[Image boundary annotation data]
******

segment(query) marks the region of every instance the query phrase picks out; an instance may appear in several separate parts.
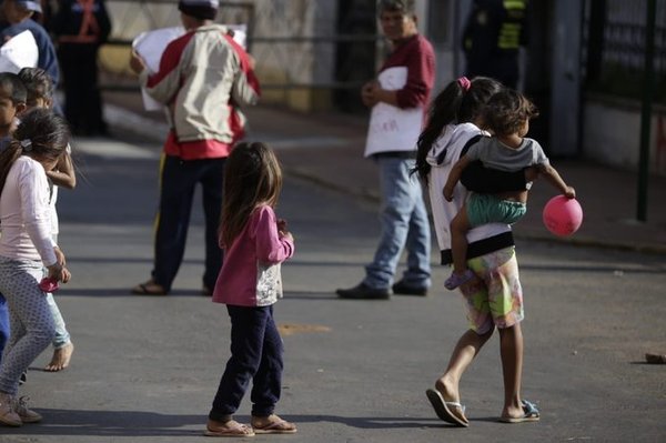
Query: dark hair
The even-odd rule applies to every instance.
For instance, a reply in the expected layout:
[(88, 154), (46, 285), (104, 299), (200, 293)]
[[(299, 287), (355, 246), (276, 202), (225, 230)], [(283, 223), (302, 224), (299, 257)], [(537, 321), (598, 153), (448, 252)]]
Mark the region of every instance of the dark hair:
[(447, 124), (476, 120), (483, 115), (488, 99), (502, 90), (502, 83), (487, 77), (475, 77), (467, 89), (454, 80), (435, 97), (431, 104), (427, 124), (416, 142), (416, 167), (414, 172), (426, 179), (431, 167), (427, 153), (442, 135)]
[(28, 92), (26, 91), (23, 82), (16, 73), (0, 72), (0, 90), (9, 95), (14, 105), (26, 103)]
[(33, 109), (21, 118), (13, 139), (0, 152), (0, 190), (4, 189), (7, 175), (17, 159), (30, 155), (37, 161), (58, 160), (70, 139), (67, 121), (48, 109)]
[(493, 95), (484, 110), (484, 121), (495, 135), (509, 135), (521, 130), (529, 119), (538, 115), (538, 110), (525, 95), (513, 89), (505, 89)]
[(185, 16), (190, 16), (196, 20), (215, 20), (218, 17), (218, 8), (205, 4), (185, 4), (183, 1), (178, 3), (178, 9)]
[(377, 4), (377, 12), (384, 11), (402, 12), (405, 16), (414, 16), (416, 13), (416, 7), (414, 0), (380, 0)]
[(53, 81), (43, 69), (23, 68), (19, 71), (19, 79), (28, 92), (26, 100), (28, 107), (33, 107), (37, 99), (51, 99), (53, 97)]
[(223, 189), (220, 244), (230, 248), (258, 205), (278, 204), (282, 170), (273, 150), (261, 142), (239, 143), (226, 159)]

******

→ **Task instructions**: The data above should be repeated exactly, minus any pictures.

→ **Result for this exercise**:
segment(query) marks the region of every instance the query phrase picks out; an instance may appear in several separate parts.
Query: dark hair
The even-odd rule applies to every instance.
For instance, a reply in the expected layout:
[(88, 154), (46, 285), (104, 299), (200, 293)]
[[(299, 287), (355, 246), (276, 202), (225, 230)], [(283, 223), (302, 224), (299, 257)], [(537, 321), (598, 153), (448, 252)]]
Mark the region of every instance of the dark hair:
[(447, 124), (476, 120), (483, 115), (488, 99), (502, 90), (502, 83), (487, 77), (475, 77), (467, 89), (454, 80), (435, 97), (431, 104), (427, 124), (416, 142), (416, 167), (414, 172), (426, 179), (431, 167), (427, 153), (442, 135)]
[(28, 92), (26, 91), (23, 82), (16, 73), (0, 72), (0, 90), (9, 95), (14, 105), (26, 103)]
[(33, 109), (21, 118), (13, 139), (0, 152), (0, 190), (4, 189), (7, 175), (17, 159), (30, 155), (37, 161), (58, 160), (70, 139), (67, 121), (48, 109)]
[(493, 95), (484, 110), (484, 121), (495, 135), (509, 135), (521, 130), (529, 119), (538, 115), (538, 110), (525, 95), (513, 89), (505, 89)]
[(185, 16), (190, 16), (196, 20), (215, 20), (218, 17), (218, 8), (205, 4), (185, 4), (183, 1), (178, 3), (178, 9)]
[(377, 4), (377, 12), (384, 11), (402, 12), (405, 16), (414, 16), (416, 13), (416, 7), (414, 0), (380, 0)]
[(53, 81), (43, 69), (23, 68), (19, 71), (19, 79), (28, 92), (26, 100), (28, 107), (33, 107), (37, 99), (51, 99), (53, 97)]
[(223, 189), (220, 244), (230, 248), (258, 205), (278, 204), (282, 170), (273, 150), (261, 142), (239, 143), (226, 159)]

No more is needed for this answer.